* [Your goal]: Can you copy out the lines below word for word, leaving the pictures out of your answer?

- - -

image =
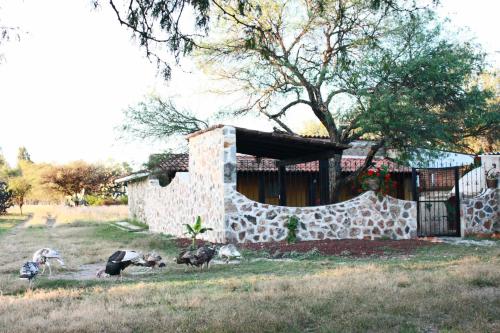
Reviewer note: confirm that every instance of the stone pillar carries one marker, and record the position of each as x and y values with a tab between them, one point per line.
212	169
491	162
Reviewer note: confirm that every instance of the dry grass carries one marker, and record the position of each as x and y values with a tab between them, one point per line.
445	288
63	214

- - -

* [Solution to this exercise]:
image =
Reviewer note: confirm that every instance of the stone pillar carries one marker, and record the position of each as x and y values with a tab between them, one point per line.
212	169
491	162
Reviewer note: confirm that every instance of the dry grass carries one marker, and record the position of each as x and y values with a tab between them, one point per line.
445	288
63	214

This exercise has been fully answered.